In a special series, we asked artists associated with the RWA about how the COVID-19 lockdown has affected their life and work. The next artist is Sara Dudman…
“Lockdown has been very grounding for me: physically, metaphorically and emotionally. Life has felt stripped-back. I hope the reconnection which so many of us have found with nature in this time endures.”
“As an artist already deeply immersed in nature, living in the Blackdown Hills AONB, I’d considered myself to already know my own locality. Adjusting to isolation has been a process of realignment with the world. I found myself walking and re-walking familiar routes during this period, triggering nuanced natural encounters with my own locality and providing space for slowing down and finding stillness.
“Confined to a restricted geographic area, my curiosity invited me into a deeper engagement with my own habitat, as if becoming reacquainted with an old friend. Foraging for wild garlic and other woodland or hedgerow treasures naturally developed from cooking into paint-making. My locality has become not only the subject of my paintings but the source of my materials too. I am making my own wild paints, extracting pigments from wild flowers such as bluebells, buttercups and dandelions. I am unlearning how to paint! Using unpredictable paints, whose characteristics are volatile and uncertain, yet I know they will fade, change and shift, seems highly appropriate for the days of uncertainty we are living through.

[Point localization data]

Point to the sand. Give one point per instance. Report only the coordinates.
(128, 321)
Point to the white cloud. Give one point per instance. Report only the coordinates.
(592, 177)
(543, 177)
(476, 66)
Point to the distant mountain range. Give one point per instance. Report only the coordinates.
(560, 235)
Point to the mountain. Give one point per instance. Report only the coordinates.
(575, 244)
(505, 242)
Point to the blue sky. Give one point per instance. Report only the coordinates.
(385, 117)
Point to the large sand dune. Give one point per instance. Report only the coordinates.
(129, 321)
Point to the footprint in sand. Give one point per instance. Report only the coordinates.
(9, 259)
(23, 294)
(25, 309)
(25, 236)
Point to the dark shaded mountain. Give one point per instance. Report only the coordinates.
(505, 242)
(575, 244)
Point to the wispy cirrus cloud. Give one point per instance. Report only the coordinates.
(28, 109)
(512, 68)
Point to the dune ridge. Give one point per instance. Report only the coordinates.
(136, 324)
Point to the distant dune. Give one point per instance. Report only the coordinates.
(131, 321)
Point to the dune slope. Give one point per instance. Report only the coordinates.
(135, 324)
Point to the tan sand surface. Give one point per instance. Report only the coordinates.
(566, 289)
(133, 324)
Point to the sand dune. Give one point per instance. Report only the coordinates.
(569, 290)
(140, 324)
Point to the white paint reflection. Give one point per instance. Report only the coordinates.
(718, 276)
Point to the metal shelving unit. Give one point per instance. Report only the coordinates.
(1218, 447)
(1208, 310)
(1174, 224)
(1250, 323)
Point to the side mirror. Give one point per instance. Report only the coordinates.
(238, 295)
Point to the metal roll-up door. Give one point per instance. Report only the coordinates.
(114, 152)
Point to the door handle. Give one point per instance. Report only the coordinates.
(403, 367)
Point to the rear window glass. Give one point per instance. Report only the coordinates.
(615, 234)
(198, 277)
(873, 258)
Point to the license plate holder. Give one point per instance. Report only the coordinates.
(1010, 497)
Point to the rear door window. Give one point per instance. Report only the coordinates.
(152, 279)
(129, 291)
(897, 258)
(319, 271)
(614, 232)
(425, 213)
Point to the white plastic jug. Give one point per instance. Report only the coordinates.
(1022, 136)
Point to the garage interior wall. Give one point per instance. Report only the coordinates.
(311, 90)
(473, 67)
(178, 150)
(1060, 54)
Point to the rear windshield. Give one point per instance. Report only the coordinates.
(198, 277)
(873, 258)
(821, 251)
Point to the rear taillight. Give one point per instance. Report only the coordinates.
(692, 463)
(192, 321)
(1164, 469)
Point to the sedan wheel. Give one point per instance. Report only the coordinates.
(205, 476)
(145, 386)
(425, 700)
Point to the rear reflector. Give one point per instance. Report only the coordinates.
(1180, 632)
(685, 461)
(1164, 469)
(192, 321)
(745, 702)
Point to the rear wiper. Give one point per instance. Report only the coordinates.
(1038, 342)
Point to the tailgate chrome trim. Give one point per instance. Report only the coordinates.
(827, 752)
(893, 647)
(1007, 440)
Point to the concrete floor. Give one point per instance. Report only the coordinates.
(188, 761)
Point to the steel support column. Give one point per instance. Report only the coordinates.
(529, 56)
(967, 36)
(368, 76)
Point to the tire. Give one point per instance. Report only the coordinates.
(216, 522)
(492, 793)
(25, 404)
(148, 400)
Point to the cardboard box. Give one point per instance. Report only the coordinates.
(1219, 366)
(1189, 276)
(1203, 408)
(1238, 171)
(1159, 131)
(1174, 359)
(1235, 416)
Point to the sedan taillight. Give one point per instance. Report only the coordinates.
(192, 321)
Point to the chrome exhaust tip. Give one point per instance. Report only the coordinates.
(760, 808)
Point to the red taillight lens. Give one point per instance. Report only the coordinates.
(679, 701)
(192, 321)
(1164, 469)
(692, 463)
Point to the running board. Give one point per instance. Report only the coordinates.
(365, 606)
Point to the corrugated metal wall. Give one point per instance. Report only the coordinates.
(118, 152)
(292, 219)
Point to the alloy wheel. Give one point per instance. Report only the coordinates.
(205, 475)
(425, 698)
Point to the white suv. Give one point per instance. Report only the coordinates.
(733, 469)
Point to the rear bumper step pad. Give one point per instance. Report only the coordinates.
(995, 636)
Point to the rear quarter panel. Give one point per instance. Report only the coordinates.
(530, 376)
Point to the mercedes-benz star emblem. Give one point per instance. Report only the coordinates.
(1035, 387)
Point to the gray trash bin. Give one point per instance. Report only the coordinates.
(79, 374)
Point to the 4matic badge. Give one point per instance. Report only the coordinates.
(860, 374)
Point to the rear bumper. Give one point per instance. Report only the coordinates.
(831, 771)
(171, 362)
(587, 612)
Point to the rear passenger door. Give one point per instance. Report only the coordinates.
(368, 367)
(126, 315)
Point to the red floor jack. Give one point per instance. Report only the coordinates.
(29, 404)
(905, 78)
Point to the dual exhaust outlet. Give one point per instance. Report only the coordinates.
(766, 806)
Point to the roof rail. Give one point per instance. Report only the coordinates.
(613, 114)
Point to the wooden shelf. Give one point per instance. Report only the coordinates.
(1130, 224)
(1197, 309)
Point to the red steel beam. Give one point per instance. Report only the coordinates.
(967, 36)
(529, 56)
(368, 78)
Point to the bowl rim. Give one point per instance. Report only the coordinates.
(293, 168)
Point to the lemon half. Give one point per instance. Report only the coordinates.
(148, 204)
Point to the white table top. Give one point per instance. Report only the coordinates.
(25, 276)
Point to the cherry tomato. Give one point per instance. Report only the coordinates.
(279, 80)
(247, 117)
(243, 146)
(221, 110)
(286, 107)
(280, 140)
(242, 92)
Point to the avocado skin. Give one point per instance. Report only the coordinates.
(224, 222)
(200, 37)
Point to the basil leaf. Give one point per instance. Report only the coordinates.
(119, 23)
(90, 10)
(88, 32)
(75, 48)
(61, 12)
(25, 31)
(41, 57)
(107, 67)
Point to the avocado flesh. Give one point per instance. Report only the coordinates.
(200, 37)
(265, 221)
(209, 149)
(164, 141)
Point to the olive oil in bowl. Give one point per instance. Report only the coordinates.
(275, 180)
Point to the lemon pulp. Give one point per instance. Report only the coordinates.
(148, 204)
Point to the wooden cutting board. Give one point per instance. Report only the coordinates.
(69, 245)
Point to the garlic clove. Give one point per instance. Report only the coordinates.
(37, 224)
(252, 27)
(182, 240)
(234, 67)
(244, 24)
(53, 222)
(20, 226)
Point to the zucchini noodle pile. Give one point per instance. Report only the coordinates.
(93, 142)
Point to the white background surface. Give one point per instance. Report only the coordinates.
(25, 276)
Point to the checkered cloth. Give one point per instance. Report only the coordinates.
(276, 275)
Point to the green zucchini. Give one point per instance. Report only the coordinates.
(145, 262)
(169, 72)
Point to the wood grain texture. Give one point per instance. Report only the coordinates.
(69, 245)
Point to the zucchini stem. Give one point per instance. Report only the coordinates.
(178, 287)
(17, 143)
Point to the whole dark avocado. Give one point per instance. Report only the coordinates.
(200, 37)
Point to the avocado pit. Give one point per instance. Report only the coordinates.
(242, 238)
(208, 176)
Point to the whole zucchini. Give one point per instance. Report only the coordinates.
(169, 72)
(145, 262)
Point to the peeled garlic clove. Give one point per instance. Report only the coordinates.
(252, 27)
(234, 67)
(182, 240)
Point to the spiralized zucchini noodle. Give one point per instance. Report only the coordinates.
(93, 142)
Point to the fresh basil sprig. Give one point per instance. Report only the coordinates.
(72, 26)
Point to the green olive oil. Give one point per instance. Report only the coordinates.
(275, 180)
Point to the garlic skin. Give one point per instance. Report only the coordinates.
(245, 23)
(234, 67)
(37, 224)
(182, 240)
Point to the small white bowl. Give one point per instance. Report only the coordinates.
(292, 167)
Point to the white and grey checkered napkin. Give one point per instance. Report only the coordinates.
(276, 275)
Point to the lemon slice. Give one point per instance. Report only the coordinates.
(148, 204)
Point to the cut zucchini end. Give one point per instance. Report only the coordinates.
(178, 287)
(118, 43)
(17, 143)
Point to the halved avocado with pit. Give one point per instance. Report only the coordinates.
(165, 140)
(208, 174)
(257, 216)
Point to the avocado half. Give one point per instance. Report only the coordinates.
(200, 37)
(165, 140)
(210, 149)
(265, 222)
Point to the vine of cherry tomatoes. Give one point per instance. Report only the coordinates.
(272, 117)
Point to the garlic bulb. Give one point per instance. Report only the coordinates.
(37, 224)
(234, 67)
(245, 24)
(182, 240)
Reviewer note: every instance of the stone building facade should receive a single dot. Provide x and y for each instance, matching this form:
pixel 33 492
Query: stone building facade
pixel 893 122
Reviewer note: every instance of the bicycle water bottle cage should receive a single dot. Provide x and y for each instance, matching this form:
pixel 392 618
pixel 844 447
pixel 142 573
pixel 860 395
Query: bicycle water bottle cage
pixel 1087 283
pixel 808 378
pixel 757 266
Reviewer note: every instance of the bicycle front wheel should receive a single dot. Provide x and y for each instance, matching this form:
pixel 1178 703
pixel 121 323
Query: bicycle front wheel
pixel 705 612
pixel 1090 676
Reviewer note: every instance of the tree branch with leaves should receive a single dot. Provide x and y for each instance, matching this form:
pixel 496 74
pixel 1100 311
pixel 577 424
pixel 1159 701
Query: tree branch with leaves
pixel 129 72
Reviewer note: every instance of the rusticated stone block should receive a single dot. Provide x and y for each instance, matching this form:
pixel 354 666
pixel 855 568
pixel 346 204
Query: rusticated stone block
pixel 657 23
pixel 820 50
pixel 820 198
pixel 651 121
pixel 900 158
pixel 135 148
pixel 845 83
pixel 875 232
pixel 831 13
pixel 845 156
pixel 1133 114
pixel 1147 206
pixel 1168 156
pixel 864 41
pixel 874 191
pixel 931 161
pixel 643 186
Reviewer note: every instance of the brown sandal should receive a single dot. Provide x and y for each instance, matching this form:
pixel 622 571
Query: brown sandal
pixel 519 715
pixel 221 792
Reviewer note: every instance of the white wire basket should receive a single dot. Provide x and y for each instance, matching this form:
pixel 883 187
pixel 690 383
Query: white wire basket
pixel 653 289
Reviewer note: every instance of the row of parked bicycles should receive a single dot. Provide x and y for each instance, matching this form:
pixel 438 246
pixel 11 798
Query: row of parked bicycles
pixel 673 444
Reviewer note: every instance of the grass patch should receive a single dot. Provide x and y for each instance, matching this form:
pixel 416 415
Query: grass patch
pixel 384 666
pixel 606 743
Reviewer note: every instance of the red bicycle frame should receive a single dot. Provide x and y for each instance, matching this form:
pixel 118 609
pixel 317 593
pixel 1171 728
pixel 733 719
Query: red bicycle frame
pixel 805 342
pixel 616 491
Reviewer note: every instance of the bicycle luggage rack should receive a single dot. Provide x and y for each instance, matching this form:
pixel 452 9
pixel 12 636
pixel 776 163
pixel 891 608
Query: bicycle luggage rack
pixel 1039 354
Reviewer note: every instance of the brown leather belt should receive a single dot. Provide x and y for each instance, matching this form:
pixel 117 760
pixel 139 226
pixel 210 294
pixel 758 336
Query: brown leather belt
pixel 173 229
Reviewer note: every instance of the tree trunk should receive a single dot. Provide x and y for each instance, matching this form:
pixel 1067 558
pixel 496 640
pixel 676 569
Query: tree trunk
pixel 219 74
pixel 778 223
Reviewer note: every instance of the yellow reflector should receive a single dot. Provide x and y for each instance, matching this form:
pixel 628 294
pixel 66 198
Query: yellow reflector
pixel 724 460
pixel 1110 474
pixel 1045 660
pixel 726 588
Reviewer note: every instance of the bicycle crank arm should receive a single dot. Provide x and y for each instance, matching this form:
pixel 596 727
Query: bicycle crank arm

• **TASK PROMPT**:
Continue the Sara Dudman lockdown interview from its final sentence.

• **TASK RESULT**:
“My paint-making experiments have begun to branch out into creating paints from mud-stones collected on Berrow beach. Working with mud paints is an extraordinary experience. They do not behave in the same way as any other paints I have ever used. It is as though I am having a conversation with the earth, the world, my ancestors, every human who has lived on this planet, whilst I make each mark.”
About the artist
Artist statement: ‘I am a ‘SEEKER|SHARER’. From a child collecting buckets of crabs on the shoreline of the Stour Estuary or jam-jars full of sticklebacks caught in local streams, my heart has always been rural and coastal. The natural environment and its myriad of inhabitants with their interwoven relationships has been a constant fascination and the enduring locus of my artistic practice. CONNECTIONS are at the heart of everything I paint, draw or film.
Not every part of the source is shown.